Re-Membering Music Worlds, Within and Beyond the Archive

Popular music is conceptually more than a product, particular sound, style, or a depoliticized pleasurable leisure practice, but a vehicle for individual and collective memory making. Capable of providing a dynamically layered social map of a particular place or space, popular music is both temporally salient and capable of transcending the boundaries of time, while being intrinsically linked to personal and public memory assemblages. From the volunteer questionnaire, one person stated how they found being involved with Suffragette City allowed them to see how heritage can be user-led:

Personal stories and artefacts help build vibrant narratives about whole communities. Making a small contribution to an archive can have far reaching effects encouraging others to contribute and share histories that might otherwise be forgotten. Things that happen today become our heritage legacy of the future and should be documented, shared, and built upon. (Volunteer 1)

Volunteers found the experience of working with the digital archive and exhibitions empowering:

I have learnt that heritage has huge potential in its power to preserve and interpret collective memories through archives. It has the ability to bring communities together under one voice in ways that can help to promote cross community dialogue and partnerships through sharing the histories that have defined us, and most importantly connecting our past in order to understand our present. (Volunteer 2)

However, they were also aware that effort was still required to ensure diverse voices are not lost.

I’ve learned that women underrate their input to an excruciating degree but that this exhibition has brought that out and encouraged more collaborations. I also realize that I can contribute to that history as a volunteer. (Volunteer 3)

We know from developing the Suffragette City exhibitions that women occupied many different roles in Manchester’s music worlds with influence in management positions at Factory Records, venues such as the Haçienda, the Roadhouse and the Boardwalk, with bands like Lamb, the Orb, and Stone Roses. They occupied roles in sound engineering and production, on the road, and in the studio. For example, Amanda (Mandy) Wigby is a producer with Sisters of Transistors and Architects of Rosslyn, and Yvonne Ellis has worked with Simply Red. In image, from public relations to photography, Shari Denson has worked with Ian Brown and Elbow, and Melanie Smith (Mudkiss Fanzine) is resident photographer at O2 Ritz. Women also had significant musician and singer roles, like Denise Johnson in A Certain Ratio, Primal Scream, and Electronic, or Brix Smith Start with the Fall and her solo projects (see ). Archives can help bring such contributions from the periphery to the center. However, archives are only as good as the artifacts they contain and the narratives that surround them and this is directly related to who engages with them.

### [Extracted records]
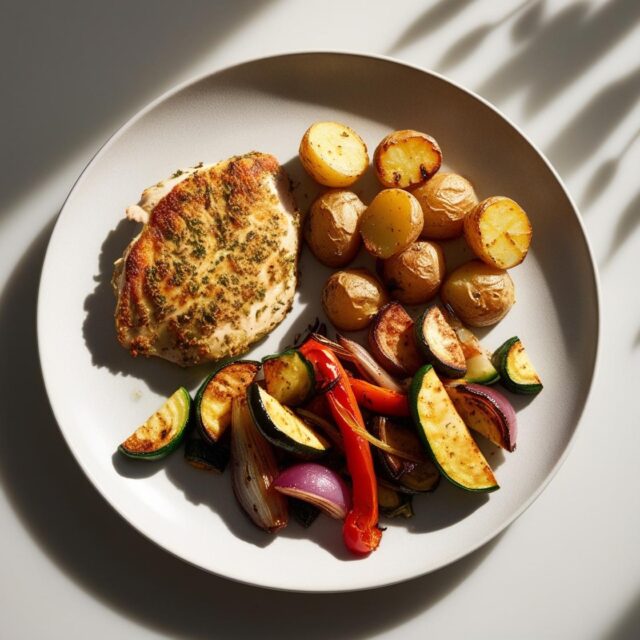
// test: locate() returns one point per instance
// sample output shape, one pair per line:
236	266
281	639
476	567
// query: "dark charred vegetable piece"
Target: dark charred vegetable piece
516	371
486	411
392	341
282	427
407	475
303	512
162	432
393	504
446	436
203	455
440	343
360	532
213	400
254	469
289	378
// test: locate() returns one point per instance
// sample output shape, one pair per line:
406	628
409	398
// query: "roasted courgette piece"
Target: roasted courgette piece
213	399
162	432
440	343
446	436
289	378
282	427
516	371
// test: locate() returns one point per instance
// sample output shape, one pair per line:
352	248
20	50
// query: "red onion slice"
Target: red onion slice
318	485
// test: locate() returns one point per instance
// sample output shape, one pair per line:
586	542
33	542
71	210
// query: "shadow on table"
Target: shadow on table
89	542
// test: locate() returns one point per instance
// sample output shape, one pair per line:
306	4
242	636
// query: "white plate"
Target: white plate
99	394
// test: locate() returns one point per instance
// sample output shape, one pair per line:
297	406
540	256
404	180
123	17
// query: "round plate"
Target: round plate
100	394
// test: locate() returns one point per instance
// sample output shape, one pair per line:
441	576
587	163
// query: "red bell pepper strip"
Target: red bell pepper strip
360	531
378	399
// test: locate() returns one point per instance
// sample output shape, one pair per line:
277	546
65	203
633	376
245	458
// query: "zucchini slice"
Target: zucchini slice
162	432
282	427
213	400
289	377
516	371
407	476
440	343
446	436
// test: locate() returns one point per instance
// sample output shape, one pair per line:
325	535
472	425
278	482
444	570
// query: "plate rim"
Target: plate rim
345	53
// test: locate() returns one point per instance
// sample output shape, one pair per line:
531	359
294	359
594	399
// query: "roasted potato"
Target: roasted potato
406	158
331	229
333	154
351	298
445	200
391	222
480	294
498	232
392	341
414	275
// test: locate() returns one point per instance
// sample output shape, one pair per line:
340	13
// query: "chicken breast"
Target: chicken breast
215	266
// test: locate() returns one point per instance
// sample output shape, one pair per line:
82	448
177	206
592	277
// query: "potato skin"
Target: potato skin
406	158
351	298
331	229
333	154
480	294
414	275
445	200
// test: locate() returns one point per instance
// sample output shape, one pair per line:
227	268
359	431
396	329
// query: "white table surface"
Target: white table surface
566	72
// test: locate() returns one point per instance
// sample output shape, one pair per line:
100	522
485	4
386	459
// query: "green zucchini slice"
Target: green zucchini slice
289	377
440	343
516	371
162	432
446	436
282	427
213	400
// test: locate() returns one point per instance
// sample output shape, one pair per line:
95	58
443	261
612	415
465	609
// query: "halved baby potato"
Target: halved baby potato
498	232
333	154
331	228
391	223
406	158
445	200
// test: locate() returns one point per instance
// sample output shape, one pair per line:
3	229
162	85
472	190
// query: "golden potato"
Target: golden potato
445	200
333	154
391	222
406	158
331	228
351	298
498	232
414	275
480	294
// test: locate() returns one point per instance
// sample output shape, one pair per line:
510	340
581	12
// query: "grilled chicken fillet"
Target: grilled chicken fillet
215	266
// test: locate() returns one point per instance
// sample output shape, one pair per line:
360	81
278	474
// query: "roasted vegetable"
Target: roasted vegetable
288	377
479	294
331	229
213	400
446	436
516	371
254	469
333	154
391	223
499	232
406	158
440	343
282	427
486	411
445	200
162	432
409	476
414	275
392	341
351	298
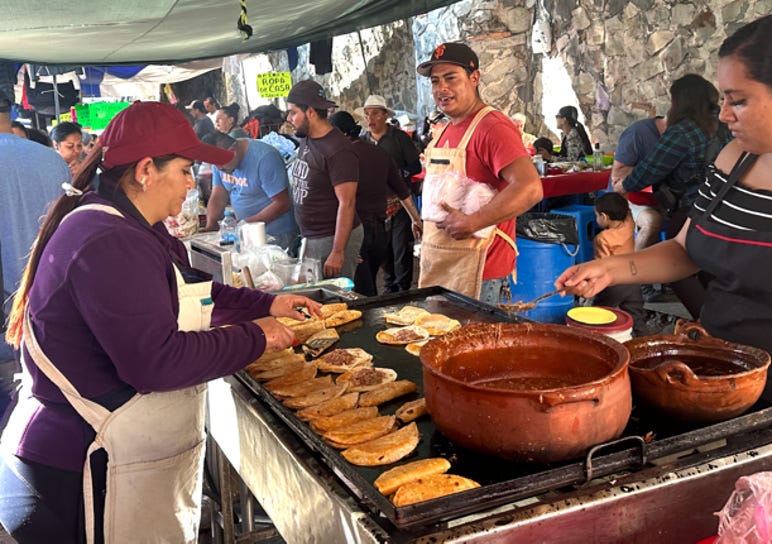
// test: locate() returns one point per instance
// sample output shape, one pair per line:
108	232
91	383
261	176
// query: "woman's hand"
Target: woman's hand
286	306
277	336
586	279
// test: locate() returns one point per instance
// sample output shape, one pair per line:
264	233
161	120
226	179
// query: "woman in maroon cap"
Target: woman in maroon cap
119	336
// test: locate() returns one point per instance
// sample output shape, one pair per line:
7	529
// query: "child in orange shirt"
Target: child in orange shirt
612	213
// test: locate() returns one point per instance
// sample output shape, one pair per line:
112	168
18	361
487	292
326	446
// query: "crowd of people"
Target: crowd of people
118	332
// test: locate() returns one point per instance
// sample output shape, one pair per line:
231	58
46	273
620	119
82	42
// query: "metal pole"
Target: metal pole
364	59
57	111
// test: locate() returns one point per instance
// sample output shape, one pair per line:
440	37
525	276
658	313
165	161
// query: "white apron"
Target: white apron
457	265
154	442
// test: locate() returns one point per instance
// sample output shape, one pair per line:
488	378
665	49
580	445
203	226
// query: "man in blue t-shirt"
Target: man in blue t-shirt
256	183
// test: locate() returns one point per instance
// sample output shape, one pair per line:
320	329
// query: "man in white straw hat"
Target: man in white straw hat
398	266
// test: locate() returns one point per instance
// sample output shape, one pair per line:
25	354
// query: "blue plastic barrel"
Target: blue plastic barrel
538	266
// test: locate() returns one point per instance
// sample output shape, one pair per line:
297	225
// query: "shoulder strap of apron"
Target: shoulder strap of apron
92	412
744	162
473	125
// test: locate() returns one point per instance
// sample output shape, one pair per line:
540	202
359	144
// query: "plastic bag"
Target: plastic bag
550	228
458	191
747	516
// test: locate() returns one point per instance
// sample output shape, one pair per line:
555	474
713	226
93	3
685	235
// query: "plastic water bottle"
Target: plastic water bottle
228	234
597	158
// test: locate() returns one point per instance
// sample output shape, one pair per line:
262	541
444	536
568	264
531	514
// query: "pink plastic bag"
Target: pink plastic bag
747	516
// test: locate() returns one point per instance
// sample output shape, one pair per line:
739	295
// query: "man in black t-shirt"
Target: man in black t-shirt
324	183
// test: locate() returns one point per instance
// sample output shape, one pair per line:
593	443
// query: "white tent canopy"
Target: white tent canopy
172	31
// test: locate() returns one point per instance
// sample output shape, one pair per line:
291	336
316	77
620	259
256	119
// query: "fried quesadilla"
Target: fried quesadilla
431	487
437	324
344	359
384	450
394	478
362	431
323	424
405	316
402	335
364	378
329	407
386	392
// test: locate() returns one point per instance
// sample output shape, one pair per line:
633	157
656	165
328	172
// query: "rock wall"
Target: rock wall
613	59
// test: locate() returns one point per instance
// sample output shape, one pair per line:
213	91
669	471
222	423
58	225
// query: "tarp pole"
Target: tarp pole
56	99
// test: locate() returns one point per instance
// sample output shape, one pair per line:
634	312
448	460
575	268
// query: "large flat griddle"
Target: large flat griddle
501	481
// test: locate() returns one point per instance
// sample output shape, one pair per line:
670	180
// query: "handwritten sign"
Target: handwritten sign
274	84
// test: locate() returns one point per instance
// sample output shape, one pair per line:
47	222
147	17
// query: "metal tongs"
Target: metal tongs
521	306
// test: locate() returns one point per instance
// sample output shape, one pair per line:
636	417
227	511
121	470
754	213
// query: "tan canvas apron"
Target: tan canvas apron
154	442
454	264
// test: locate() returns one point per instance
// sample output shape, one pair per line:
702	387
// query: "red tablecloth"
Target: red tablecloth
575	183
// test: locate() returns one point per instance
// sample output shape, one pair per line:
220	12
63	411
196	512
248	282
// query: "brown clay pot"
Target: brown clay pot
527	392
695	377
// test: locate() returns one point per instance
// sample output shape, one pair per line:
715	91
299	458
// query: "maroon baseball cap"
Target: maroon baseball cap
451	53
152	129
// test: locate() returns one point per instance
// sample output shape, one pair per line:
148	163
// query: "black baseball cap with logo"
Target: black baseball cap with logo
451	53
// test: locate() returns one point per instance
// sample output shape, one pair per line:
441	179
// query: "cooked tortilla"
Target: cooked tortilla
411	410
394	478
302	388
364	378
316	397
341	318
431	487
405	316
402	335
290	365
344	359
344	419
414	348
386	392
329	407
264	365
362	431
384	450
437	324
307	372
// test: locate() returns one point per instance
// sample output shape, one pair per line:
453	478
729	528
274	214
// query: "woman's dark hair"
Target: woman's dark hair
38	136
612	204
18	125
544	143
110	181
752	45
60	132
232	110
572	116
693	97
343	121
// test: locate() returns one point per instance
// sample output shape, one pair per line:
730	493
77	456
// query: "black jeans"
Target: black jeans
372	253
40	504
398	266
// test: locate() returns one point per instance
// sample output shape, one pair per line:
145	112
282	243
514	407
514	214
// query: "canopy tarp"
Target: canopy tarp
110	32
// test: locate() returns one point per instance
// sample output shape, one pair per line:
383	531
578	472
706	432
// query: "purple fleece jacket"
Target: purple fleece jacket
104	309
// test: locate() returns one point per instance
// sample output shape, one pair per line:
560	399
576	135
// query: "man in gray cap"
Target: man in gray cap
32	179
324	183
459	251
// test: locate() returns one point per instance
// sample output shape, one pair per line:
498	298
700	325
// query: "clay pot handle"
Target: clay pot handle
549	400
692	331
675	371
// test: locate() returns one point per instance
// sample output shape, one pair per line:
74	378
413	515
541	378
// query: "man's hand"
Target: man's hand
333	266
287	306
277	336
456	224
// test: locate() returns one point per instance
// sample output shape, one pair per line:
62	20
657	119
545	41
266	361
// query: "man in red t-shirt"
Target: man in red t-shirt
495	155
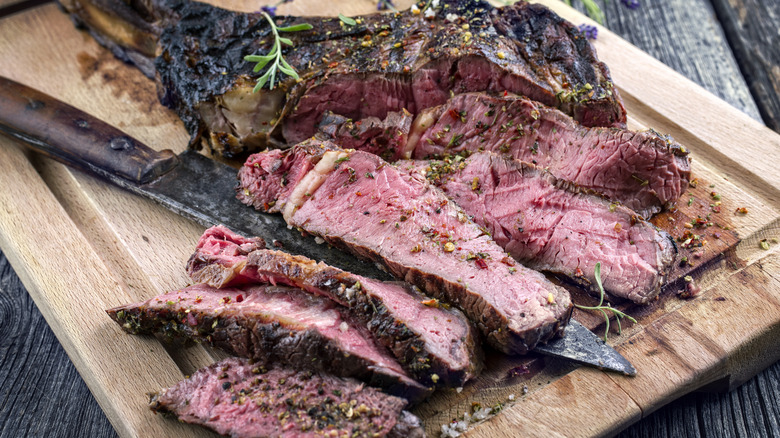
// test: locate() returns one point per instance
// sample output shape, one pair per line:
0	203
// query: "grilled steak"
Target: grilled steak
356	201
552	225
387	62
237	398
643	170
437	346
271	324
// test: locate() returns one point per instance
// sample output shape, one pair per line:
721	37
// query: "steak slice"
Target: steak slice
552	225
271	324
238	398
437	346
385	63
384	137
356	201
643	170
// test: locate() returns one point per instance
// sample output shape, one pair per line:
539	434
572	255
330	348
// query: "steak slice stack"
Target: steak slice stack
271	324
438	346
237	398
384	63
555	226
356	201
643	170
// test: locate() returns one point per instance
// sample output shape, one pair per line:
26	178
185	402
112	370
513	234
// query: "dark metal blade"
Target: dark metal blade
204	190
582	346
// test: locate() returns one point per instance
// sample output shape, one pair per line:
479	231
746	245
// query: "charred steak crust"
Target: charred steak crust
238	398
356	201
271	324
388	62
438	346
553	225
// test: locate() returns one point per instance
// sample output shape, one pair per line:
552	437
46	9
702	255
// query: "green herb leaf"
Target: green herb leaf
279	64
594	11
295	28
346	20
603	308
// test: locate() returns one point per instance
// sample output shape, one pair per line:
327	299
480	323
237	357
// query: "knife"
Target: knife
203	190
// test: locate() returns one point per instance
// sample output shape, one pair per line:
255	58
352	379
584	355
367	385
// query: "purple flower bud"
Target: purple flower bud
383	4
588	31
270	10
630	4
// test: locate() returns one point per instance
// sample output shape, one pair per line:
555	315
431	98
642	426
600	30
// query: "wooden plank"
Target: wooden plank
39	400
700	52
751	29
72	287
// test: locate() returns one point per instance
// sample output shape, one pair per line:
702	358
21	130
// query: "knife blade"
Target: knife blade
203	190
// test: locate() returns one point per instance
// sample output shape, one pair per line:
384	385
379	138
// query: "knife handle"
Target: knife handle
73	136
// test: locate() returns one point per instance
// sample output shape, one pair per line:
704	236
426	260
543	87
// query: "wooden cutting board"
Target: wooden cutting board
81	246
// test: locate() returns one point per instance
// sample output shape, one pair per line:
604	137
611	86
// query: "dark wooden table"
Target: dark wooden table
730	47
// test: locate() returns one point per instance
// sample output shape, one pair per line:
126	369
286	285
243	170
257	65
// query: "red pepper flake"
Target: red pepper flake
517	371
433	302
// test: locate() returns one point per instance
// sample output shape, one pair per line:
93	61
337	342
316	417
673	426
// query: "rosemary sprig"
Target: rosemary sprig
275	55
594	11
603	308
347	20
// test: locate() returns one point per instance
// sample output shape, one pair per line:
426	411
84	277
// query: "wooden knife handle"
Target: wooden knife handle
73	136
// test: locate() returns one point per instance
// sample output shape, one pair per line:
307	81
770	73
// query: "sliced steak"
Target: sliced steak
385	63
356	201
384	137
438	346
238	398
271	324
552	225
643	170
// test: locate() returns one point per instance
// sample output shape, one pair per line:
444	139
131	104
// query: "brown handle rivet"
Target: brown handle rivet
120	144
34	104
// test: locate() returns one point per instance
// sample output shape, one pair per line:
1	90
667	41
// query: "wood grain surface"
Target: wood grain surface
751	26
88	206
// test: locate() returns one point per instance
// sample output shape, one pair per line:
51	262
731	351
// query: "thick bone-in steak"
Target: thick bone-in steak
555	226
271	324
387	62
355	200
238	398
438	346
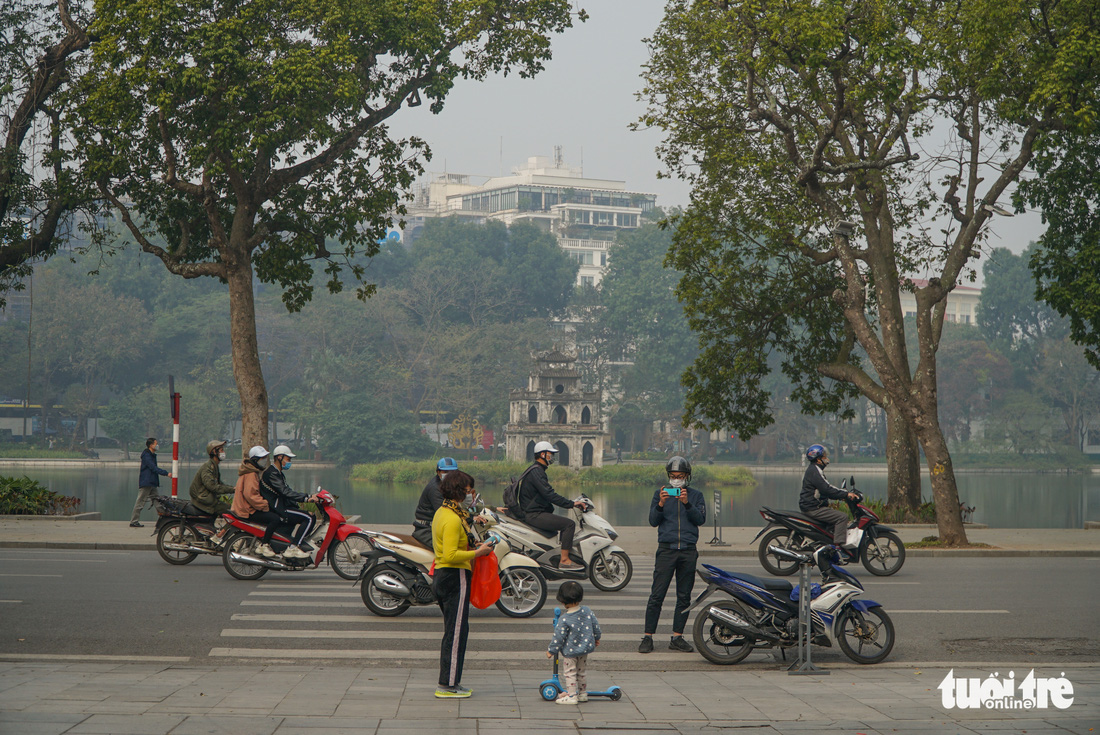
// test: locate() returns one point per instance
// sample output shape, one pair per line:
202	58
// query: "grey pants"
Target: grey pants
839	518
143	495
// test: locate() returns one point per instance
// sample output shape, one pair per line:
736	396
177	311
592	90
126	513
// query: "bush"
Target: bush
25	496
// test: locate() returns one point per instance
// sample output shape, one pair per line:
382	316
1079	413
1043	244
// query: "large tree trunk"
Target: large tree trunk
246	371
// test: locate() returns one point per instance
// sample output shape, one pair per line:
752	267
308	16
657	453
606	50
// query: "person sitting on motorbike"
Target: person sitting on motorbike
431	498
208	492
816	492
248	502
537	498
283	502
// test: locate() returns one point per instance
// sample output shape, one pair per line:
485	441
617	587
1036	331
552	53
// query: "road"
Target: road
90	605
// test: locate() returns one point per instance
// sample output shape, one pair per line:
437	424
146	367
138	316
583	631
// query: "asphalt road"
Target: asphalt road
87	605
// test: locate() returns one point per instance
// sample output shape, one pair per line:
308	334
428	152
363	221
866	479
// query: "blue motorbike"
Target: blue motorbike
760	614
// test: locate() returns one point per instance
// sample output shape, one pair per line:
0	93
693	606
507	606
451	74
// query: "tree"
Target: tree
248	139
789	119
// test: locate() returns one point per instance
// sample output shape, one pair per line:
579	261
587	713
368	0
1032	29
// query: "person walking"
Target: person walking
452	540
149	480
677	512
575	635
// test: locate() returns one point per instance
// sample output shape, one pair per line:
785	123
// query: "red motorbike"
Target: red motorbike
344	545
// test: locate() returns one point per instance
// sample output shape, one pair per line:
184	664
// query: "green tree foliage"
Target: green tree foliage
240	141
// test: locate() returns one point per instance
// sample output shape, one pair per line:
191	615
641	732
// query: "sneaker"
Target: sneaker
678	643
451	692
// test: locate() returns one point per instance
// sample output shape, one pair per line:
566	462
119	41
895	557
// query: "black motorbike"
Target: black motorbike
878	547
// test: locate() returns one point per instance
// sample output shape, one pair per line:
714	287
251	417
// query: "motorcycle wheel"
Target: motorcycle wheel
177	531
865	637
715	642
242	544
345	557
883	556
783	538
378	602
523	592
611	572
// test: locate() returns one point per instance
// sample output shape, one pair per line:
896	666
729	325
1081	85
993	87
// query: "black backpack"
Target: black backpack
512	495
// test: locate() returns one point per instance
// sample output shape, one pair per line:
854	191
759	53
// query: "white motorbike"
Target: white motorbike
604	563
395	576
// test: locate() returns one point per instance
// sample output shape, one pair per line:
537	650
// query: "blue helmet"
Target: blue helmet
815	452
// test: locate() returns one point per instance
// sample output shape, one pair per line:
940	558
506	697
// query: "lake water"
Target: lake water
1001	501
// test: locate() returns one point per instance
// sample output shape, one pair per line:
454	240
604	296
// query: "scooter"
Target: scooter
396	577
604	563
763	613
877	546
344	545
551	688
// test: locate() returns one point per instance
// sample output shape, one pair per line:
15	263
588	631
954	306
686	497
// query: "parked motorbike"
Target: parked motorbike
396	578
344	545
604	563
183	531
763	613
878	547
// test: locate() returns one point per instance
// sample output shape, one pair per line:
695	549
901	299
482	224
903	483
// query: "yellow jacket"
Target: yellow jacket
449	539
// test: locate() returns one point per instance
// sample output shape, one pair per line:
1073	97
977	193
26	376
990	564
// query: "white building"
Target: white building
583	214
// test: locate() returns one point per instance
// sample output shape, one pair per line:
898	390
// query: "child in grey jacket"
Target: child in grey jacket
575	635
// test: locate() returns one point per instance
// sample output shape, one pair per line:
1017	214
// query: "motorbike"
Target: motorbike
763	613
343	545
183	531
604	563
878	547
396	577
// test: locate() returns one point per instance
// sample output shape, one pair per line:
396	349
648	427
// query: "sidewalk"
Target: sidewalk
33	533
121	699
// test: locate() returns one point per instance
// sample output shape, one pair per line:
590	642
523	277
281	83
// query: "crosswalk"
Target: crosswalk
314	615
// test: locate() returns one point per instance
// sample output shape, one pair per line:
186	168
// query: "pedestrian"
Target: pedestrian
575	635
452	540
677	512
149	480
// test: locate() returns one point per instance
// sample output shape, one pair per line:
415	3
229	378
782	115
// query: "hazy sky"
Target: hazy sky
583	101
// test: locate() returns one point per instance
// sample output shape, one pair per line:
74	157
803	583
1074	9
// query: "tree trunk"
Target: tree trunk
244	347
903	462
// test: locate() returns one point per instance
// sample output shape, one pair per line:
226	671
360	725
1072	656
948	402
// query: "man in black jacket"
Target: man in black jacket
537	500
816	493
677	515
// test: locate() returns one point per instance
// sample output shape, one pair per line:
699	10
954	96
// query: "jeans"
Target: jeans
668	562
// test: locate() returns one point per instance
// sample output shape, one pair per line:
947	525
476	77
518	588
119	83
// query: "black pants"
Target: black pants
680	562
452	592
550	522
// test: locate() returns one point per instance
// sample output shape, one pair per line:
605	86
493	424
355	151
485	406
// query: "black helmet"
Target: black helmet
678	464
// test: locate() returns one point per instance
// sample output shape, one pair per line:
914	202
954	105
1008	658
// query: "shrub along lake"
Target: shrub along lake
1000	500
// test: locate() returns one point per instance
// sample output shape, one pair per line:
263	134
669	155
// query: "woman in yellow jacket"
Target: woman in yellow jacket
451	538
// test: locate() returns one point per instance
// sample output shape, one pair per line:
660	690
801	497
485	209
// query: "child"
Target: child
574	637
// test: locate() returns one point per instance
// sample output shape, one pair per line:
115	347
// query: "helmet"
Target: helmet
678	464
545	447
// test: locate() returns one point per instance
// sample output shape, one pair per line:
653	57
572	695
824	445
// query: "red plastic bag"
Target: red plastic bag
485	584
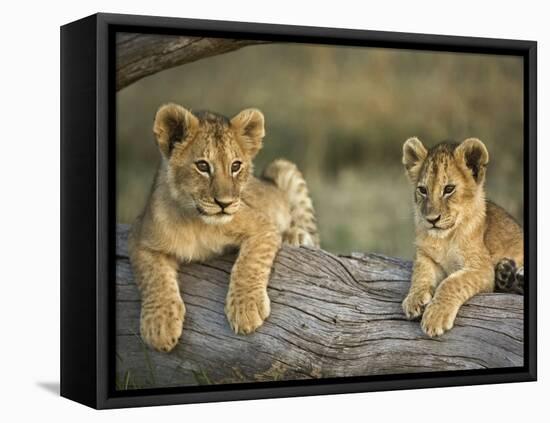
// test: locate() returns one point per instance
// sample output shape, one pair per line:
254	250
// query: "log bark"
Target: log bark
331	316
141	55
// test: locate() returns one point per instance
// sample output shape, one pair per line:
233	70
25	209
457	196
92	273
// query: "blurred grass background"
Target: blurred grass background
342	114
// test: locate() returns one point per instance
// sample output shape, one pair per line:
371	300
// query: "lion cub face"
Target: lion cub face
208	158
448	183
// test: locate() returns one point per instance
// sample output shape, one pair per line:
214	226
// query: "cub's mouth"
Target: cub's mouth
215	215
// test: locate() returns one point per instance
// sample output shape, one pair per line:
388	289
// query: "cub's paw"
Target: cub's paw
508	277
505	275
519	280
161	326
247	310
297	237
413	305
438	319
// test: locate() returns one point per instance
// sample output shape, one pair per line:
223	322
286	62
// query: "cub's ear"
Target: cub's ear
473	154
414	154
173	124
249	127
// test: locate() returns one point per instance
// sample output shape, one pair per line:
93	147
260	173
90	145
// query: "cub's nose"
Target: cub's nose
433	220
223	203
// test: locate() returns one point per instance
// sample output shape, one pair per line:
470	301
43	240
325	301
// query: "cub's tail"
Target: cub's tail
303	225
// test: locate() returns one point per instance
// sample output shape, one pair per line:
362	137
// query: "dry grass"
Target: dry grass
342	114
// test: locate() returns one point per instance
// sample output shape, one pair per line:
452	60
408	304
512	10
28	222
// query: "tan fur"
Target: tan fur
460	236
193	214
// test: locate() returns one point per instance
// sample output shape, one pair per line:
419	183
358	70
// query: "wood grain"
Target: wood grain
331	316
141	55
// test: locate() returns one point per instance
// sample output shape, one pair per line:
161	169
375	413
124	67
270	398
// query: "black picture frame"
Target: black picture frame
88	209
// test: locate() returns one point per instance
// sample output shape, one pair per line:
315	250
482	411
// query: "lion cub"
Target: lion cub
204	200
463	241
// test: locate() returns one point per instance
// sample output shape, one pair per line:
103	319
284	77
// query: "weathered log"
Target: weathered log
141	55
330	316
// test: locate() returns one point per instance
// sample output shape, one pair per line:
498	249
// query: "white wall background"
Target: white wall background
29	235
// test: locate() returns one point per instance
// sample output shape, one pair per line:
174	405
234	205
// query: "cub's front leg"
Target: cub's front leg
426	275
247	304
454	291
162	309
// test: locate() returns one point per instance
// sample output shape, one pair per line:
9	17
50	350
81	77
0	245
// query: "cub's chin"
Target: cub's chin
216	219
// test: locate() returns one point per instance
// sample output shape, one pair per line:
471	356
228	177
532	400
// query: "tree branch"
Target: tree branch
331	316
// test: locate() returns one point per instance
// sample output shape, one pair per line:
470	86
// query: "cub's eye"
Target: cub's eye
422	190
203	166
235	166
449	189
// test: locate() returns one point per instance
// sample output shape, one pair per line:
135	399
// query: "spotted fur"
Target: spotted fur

### [What the task asks]
In the text on women in Manchester's music worlds, who is named as resident photographer at O2 Ritz?

### [Worked answer]
Melanie Smith (Mudkiss Fanzine)